▶ _Stored items from a collection_:
==============================
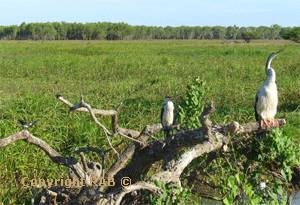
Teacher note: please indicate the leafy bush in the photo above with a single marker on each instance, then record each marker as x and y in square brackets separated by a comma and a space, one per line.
[293, 34]
[191, 105]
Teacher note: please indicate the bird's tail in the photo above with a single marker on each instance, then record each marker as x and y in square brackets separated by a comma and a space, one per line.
[260, 136]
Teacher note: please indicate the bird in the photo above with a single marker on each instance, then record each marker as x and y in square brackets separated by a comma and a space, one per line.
[167, 115]
[26, 125]
[266, 100]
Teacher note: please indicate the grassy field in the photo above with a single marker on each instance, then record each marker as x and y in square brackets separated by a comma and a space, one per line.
[137, 73]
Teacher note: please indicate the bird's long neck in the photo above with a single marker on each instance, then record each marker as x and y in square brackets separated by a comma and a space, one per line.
[271, 75]
[270, 71]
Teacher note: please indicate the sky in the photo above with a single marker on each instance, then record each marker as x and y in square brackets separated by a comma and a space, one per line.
[154, 12]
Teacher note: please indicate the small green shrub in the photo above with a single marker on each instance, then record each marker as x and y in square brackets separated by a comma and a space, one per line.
[191, 105]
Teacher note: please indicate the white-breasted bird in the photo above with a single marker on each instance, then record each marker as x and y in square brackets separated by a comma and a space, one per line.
[167, 115]
[266, 100]
[26, 125]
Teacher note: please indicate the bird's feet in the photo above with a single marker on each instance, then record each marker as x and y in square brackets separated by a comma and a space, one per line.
[264, 123]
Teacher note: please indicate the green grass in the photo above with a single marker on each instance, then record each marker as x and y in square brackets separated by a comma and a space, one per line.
[137, 73]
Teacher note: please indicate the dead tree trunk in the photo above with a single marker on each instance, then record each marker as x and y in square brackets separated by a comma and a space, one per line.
[206, 139]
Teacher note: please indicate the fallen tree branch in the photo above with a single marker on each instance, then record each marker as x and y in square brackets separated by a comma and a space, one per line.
[137, 186]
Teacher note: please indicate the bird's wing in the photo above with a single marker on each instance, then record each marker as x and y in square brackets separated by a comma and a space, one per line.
[161, 113]
[257, 117]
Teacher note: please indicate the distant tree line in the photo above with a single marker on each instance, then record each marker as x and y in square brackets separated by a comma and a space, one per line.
[123, 31]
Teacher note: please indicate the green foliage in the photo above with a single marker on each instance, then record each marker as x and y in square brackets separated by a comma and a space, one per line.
[107, 73]
[191, 104]
[124, 31]
[171, 194]
[249, 35]
[293, 34]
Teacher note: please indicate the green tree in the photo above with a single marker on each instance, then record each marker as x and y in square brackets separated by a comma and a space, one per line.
[232, 32]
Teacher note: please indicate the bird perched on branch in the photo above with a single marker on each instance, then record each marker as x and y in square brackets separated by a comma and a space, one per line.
[167, 115]
[26, 125]
[266, 100]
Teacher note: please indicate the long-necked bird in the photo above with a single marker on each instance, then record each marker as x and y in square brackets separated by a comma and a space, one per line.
[26, 125]
[266, 100]
[167, 115]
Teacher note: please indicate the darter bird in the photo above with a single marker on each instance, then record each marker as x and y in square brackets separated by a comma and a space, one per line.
[266, 100]
[167, 115]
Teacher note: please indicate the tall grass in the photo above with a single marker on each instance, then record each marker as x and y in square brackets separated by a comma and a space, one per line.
[137, 73]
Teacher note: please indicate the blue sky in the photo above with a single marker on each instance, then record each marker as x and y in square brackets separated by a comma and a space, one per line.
[154, 12]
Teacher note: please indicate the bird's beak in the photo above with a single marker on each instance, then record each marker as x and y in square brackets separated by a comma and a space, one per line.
[278, 52]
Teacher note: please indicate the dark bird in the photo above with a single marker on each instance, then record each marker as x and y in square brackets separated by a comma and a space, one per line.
[26, 125]
[266, 100]
[167, 115]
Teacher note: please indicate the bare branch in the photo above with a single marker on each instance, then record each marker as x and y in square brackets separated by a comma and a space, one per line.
[137, 186]
[34, 193]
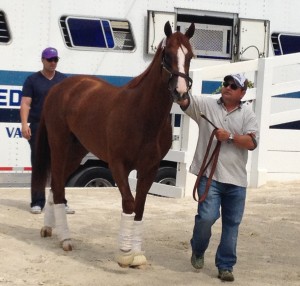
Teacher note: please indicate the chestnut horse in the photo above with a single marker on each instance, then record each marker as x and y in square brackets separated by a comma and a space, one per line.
[128, 127]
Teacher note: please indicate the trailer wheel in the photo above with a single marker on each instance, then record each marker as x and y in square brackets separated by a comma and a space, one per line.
[92, 177]
[166, 175]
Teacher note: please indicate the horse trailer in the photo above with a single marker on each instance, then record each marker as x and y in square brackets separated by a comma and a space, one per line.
[116, 40]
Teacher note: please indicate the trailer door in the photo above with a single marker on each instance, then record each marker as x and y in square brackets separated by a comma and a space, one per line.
[253, 39]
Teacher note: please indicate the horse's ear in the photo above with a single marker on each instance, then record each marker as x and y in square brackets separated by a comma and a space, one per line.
[190, 31]
[168, 29]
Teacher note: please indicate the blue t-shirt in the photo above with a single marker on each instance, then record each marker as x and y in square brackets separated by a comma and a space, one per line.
[37, 86]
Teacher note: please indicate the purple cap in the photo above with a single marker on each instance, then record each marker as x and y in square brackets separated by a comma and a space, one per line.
[49, 53]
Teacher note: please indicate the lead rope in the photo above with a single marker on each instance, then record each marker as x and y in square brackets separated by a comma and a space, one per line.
[214, 159]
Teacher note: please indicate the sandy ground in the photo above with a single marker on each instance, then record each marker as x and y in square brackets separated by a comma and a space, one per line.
[268, 246]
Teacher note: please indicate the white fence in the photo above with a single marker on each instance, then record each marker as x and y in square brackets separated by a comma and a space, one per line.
[277, 157]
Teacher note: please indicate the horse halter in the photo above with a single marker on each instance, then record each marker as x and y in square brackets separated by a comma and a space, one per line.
[172, 73]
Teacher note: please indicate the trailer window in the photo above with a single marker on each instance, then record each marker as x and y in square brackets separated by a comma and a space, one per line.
[4, 31]
[284, 43]
[96, 33]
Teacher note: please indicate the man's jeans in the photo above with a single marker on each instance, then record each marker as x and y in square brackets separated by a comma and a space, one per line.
[231, 199]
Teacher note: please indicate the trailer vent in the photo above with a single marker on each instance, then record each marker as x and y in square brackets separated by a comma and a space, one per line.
[95, 33]
[4, 31]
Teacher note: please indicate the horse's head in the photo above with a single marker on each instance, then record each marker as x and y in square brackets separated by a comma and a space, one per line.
[177, 55]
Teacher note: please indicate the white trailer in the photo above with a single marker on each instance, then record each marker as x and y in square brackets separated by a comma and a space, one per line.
[116, 40]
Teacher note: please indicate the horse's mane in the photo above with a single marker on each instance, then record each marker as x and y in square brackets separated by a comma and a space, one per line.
[135, 81]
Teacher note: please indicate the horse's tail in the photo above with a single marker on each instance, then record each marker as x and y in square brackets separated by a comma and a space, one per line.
[41, 165]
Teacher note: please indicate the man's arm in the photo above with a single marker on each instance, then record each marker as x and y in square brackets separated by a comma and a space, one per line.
[246, 141]
[184, 102]
[24, 113]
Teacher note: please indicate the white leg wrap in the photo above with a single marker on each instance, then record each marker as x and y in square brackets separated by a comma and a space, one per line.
[126, 231]
[61, 223]
[49, 219]
[125, 255]
[137, 236]
[139, 257]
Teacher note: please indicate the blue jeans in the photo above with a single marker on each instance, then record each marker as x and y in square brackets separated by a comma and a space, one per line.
[231, 200]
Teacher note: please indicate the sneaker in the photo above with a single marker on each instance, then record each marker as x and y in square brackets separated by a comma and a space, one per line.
[36, 210]
[197, 261]
[68, 210]
[226, 275]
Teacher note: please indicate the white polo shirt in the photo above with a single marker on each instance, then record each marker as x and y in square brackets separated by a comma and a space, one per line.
[231, 166]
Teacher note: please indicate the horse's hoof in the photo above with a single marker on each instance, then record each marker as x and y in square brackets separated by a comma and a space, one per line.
[67, 245]
[139, 261]
[125, 259]
[46, 231]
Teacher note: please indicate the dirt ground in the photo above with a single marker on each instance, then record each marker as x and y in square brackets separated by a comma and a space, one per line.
[268, 245]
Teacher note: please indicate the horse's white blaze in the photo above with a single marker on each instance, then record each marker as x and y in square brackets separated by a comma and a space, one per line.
[181, 83]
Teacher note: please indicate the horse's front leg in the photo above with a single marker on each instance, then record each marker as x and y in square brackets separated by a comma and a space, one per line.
[49, 218]
[55, 216]
[124, 256]
[145, 180]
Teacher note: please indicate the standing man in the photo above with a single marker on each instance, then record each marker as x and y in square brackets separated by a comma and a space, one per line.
[238, 133]
[34, 91]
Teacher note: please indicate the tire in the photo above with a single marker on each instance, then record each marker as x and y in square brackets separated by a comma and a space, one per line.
[92, 177]
[166, 175]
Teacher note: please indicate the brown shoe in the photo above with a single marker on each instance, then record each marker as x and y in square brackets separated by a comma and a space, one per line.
[226, 275]
[197, 261]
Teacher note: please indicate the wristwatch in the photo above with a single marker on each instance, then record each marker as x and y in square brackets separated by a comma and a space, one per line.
[230, 138]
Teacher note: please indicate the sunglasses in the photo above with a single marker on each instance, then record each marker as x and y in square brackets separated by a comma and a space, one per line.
[233, 86]
[54, 59]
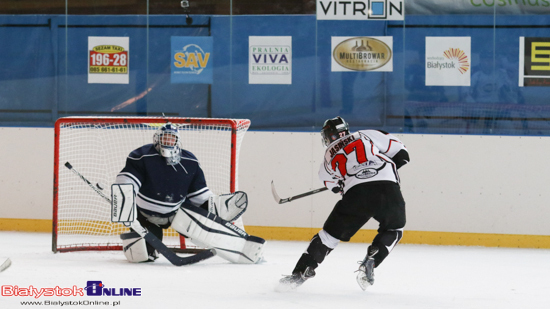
==============================
Please write out the lines of the records, starting with the line that contains "Teacher note: please indicate the horse's white" and continuing through the end of the records, both ends included. Leave the pictures out of your answer.

Teacher note: please indicate the horse's white blaze in the photo above with a single marker on each instance, then record each marker as x and y in square brackets separated by a comma and a space, one per line.
[181, 83]
Teacher note: please indicate the horse's front leg in the photo above with a single marker on each instance, then record each marker as x and y in square brackets separated by a comma and a space, one per line.
[49, 218]
[55, 216]
[124, 256]
[145, 180]
Teacher note: please indicate the standing man in the photo above with a single marker on each instance, then record each marker as x and y in square brackets separated by a comma and a space, one per line.
[238, 133]
[34, 91]
Teacher note: please indicate the tire in the photo above with a single marker on each instance, then record each marker as x and y in square brackets separated by a comma and a space, one per line.
[92, 177]
[166, 175]
Teacher note: please indicate the brown shoe in the photo above with a single marker on each instance, then record each marker as x and y in square brackets separated by a comma and a space, one per line.
[226, 275]
[197, 261]
Teacher note: please indicate the wristwatch in the photo above with a single marker on each instance, then record each marker as x and y in square brackets separated by a comma and a space, one per line.
[230, 138]
Teacher note: please indicate the sunglasses in the photo above with a single marker on each instance, then record each marker as x and y in square brackets separated by a comma and a space, one per line.
[233, 86]
[54, 59]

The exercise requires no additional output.